§ **What to produce**
Find every line in the records below that contains the string "driver" and copy each one.

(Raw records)
"""

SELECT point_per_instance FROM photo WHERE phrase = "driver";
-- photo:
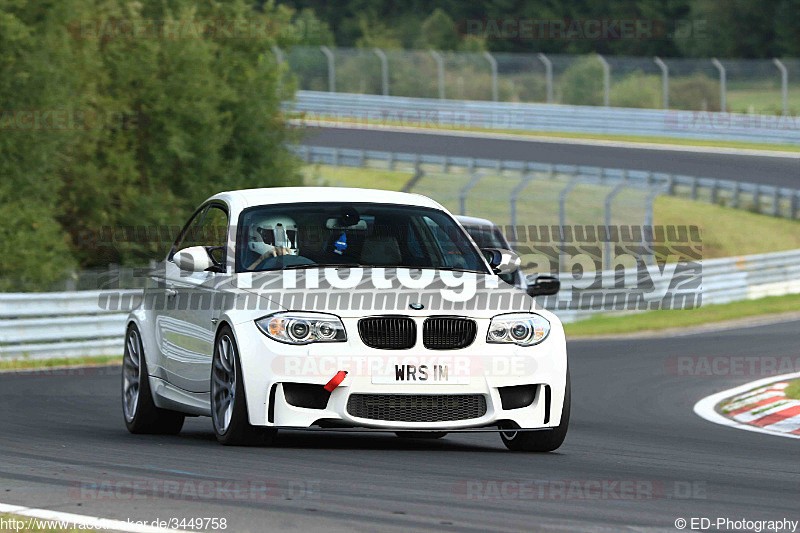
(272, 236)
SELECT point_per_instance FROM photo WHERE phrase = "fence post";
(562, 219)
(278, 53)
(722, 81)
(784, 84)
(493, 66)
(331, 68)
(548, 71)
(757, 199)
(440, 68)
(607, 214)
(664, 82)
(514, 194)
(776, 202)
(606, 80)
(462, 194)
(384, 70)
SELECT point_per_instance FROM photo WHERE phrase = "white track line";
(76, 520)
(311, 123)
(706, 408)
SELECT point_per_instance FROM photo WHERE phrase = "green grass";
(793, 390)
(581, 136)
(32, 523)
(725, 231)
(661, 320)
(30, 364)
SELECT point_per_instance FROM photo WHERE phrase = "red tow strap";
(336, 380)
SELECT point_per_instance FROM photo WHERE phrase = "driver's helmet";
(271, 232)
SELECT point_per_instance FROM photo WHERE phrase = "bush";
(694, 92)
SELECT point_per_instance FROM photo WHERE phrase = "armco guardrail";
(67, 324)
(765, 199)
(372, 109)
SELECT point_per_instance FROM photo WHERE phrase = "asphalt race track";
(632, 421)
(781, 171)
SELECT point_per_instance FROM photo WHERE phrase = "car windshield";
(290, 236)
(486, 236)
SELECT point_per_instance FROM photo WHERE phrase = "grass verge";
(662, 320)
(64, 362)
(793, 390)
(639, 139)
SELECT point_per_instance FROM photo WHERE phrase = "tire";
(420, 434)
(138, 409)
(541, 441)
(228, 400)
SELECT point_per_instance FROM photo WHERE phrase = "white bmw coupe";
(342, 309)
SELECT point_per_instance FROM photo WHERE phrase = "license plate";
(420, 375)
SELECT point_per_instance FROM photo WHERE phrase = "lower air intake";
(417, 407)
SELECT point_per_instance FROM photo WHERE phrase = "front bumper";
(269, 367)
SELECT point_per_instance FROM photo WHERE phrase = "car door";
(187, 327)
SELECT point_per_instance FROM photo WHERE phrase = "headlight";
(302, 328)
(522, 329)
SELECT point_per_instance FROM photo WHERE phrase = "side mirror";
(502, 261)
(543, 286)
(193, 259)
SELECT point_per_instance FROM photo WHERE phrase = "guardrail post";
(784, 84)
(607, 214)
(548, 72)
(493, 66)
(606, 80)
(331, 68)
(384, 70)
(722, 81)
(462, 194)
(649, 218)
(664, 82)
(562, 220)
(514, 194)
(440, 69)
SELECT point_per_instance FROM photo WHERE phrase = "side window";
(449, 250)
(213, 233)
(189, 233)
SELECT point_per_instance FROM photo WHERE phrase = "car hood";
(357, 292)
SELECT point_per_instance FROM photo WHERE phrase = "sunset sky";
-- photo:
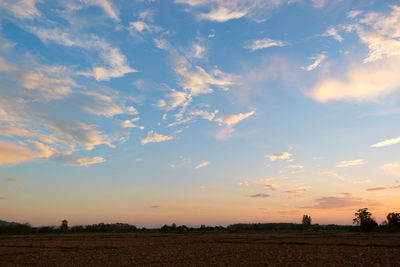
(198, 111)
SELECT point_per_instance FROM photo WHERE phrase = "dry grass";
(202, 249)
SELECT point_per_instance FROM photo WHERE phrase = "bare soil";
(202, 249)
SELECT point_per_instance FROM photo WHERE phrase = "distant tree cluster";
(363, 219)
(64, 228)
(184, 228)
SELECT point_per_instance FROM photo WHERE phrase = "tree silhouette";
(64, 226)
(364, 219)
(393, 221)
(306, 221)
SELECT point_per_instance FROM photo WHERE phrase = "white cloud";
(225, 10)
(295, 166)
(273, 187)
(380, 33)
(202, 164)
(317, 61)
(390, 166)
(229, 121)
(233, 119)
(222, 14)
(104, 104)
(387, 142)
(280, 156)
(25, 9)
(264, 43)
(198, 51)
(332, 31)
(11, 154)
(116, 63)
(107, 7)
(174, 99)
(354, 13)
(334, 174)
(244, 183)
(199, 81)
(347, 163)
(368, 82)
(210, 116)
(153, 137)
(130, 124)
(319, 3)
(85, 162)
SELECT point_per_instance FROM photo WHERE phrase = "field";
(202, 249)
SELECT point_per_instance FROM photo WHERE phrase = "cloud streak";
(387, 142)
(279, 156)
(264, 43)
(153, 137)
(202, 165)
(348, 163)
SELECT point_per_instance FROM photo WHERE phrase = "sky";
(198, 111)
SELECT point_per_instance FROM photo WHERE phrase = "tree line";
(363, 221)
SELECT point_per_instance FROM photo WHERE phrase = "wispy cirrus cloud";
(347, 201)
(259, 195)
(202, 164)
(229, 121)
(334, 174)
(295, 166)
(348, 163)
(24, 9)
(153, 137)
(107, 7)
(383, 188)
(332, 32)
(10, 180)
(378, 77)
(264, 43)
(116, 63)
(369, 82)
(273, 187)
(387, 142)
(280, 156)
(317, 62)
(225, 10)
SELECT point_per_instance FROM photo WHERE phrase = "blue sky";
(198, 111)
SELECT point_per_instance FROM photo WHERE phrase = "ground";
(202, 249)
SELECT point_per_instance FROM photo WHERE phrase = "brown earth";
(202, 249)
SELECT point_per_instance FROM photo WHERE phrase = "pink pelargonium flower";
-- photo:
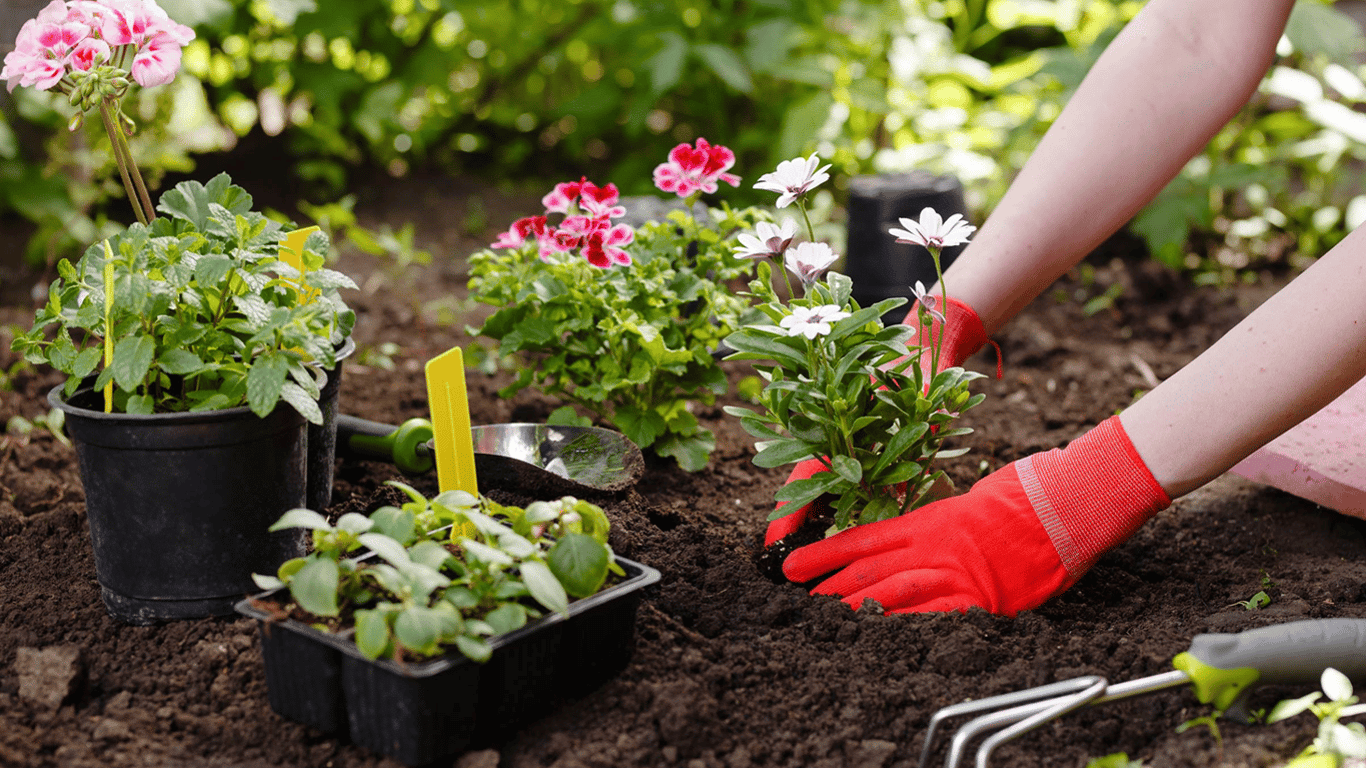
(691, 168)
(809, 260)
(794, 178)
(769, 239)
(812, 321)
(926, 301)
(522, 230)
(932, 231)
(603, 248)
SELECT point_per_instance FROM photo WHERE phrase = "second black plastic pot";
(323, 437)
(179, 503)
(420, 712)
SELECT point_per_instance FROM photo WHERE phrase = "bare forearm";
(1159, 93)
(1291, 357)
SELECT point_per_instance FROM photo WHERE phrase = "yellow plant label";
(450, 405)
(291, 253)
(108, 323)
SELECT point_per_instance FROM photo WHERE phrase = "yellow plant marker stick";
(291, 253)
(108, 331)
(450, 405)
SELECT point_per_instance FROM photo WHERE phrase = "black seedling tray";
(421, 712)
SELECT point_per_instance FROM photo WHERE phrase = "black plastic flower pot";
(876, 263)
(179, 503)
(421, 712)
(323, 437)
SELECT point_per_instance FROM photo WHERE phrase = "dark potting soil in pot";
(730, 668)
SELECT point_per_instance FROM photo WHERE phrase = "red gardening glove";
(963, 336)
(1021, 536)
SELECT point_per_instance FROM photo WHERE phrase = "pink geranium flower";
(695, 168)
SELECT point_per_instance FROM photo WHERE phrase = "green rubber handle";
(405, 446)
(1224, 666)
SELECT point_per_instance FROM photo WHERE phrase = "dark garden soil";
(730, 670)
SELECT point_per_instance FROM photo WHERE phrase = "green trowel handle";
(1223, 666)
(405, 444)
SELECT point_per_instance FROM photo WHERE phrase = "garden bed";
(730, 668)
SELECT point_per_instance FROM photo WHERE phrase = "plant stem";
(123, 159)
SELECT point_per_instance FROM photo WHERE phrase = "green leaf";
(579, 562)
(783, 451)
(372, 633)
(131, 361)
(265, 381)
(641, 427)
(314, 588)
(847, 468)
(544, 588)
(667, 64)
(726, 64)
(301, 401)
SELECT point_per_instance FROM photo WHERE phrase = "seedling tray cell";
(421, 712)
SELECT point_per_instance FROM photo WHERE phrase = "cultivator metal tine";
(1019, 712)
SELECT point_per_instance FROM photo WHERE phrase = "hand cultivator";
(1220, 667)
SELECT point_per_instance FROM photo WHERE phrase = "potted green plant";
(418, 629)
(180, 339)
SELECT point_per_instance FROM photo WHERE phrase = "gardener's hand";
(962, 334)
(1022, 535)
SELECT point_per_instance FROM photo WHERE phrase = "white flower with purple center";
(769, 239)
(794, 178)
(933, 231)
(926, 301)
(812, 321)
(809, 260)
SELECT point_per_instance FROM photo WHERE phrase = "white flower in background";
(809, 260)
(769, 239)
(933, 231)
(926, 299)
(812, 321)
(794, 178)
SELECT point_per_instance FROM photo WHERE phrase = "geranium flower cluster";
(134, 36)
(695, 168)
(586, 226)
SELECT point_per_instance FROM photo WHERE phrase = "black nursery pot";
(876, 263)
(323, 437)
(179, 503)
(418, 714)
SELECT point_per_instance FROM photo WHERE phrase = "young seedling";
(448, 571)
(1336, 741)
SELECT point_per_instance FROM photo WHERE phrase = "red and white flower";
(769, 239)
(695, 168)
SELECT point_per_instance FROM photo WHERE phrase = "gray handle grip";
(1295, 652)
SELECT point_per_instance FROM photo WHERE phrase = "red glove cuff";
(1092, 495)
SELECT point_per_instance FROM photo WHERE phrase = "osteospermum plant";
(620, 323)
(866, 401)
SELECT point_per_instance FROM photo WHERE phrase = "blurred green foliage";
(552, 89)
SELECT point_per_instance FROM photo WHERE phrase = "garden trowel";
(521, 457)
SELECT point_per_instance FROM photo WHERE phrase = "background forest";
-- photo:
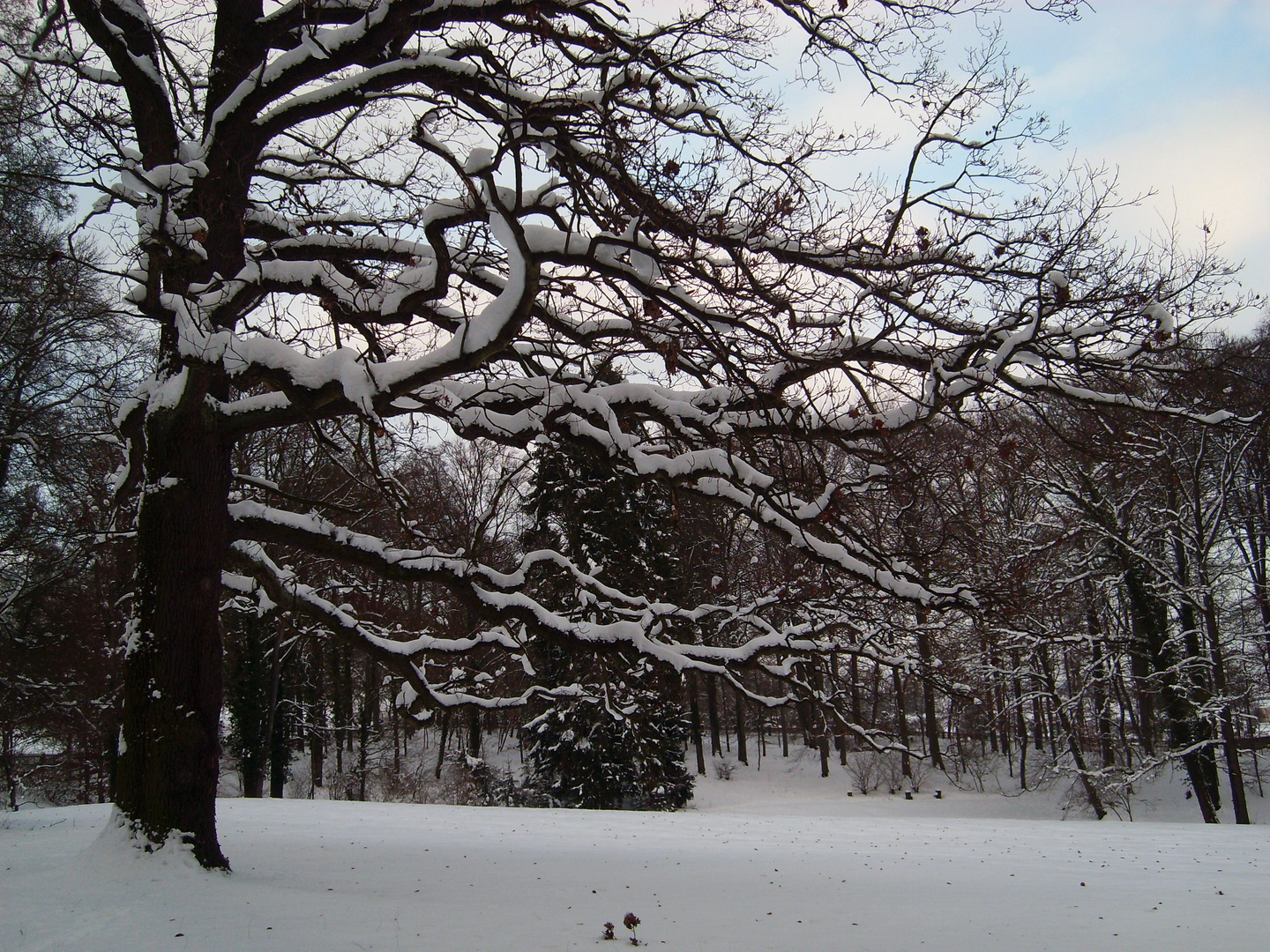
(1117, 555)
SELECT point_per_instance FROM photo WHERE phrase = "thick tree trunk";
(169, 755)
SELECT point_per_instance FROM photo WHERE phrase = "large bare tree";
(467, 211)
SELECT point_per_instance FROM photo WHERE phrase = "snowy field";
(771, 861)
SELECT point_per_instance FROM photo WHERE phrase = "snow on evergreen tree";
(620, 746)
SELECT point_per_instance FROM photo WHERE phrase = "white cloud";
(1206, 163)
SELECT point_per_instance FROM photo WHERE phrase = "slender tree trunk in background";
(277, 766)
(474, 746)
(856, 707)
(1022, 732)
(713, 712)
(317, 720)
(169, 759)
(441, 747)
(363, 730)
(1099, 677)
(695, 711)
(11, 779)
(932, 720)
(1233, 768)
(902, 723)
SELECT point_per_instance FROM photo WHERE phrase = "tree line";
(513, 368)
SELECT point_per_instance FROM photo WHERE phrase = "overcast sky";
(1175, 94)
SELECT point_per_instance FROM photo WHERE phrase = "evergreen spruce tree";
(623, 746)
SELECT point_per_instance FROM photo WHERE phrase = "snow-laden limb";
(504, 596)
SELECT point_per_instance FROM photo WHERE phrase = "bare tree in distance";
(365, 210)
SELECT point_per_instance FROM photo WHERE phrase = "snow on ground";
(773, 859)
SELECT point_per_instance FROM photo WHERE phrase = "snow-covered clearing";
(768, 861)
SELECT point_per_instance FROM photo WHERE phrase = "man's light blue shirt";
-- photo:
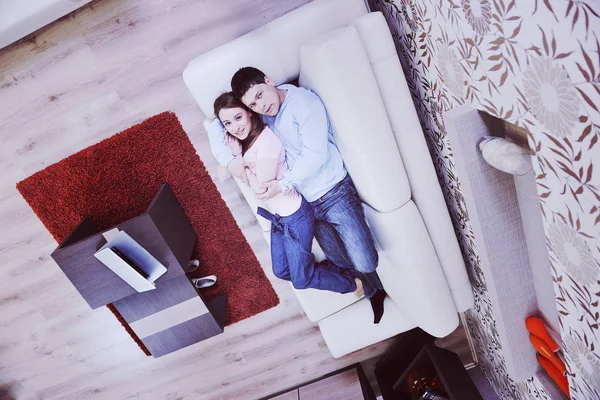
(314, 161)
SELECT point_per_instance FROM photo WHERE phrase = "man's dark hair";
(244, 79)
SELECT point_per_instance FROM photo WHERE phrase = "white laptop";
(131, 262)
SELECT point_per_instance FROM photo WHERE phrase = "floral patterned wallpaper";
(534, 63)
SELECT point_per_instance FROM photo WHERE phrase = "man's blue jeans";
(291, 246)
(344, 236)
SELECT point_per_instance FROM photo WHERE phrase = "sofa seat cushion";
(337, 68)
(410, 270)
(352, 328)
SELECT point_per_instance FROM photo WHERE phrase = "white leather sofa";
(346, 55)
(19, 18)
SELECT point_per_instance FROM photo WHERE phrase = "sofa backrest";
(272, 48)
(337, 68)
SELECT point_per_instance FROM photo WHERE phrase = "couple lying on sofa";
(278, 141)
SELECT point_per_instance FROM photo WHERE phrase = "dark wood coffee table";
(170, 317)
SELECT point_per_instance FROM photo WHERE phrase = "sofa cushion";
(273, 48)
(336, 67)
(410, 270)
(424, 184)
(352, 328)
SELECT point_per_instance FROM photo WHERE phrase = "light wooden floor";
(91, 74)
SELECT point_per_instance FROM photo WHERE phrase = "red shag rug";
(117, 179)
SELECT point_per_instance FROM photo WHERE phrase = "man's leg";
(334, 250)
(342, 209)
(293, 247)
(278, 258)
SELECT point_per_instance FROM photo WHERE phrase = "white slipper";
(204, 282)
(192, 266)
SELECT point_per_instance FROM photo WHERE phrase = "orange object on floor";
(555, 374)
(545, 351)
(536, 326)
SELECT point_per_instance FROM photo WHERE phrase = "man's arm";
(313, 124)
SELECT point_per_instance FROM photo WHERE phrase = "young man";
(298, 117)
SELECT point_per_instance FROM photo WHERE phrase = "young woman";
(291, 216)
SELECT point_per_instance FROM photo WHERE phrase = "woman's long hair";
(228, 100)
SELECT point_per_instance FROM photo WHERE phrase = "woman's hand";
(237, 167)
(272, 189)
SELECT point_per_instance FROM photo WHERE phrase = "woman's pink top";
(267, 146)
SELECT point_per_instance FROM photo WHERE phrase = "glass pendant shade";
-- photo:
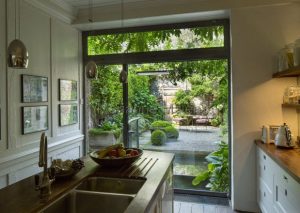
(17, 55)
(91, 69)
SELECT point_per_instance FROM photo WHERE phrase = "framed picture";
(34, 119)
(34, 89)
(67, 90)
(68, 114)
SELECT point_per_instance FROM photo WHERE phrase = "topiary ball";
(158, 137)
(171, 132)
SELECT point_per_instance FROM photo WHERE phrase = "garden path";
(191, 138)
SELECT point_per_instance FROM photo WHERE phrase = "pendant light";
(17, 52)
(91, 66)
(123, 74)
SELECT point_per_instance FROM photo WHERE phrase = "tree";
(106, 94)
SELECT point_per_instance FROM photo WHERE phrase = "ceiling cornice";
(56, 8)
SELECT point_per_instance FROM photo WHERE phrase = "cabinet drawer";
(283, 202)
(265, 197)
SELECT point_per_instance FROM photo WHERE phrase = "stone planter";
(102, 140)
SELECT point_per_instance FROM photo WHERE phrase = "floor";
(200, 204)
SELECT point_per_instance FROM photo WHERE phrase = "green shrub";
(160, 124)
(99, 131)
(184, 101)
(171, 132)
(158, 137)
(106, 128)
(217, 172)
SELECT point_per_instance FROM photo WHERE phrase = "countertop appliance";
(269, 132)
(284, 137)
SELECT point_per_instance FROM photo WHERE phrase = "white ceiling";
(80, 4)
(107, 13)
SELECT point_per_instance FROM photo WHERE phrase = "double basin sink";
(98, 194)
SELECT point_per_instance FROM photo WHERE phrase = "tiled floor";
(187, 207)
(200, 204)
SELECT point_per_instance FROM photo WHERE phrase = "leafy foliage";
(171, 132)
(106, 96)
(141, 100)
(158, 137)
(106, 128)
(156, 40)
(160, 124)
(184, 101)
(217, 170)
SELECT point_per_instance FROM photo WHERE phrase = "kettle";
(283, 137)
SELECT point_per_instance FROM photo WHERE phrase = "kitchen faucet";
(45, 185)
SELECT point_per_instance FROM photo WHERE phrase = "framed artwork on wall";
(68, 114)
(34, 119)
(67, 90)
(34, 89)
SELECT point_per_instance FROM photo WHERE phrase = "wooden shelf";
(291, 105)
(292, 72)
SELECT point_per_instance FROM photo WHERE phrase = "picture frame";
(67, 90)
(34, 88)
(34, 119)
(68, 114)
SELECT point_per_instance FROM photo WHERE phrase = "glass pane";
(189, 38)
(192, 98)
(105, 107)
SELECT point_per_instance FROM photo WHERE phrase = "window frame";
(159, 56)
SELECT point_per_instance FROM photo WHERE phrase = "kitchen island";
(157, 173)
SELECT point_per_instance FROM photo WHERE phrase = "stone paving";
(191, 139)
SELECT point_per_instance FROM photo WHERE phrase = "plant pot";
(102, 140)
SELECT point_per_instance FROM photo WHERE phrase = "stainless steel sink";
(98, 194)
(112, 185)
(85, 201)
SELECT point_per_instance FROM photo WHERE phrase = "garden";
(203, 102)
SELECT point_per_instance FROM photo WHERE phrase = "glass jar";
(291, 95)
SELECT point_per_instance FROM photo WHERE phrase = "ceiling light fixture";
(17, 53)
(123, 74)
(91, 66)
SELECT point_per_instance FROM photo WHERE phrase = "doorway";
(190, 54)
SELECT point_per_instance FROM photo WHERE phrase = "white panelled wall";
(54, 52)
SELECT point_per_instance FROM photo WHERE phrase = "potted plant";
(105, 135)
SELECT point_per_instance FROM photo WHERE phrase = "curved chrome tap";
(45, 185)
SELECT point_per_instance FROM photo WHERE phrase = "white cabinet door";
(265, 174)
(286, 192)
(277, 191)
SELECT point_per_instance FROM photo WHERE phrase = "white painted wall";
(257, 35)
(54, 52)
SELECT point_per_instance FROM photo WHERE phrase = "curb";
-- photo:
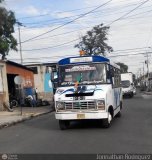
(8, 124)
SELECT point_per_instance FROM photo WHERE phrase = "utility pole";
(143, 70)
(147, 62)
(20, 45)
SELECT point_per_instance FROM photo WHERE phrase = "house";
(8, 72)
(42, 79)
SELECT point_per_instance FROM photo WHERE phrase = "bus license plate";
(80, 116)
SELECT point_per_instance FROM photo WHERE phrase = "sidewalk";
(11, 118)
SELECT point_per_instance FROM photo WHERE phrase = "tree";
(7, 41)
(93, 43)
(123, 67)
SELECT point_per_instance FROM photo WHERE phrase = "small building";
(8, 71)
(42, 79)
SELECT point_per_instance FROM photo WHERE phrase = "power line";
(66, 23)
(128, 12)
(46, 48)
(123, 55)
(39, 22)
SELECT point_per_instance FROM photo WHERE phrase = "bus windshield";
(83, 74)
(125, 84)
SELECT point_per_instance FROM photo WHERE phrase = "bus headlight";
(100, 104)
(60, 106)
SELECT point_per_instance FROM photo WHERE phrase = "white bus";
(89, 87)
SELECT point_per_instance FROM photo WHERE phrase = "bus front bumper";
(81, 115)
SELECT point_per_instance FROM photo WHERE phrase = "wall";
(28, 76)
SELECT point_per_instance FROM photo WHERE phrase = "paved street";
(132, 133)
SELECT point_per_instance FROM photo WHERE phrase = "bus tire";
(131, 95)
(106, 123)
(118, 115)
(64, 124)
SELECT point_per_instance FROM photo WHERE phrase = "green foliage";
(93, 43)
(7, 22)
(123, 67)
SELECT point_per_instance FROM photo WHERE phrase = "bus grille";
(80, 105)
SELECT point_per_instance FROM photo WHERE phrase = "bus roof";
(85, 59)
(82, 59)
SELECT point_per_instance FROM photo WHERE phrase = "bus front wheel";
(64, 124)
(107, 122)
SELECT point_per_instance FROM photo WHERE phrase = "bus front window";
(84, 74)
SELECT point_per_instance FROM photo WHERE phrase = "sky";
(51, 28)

"""

§ **Response**
SELECT point_per_instance FROM photo WHERE phrase = "driver";
SELECT point_per_instance FROM photo WHERE phrase = "driver's helmet";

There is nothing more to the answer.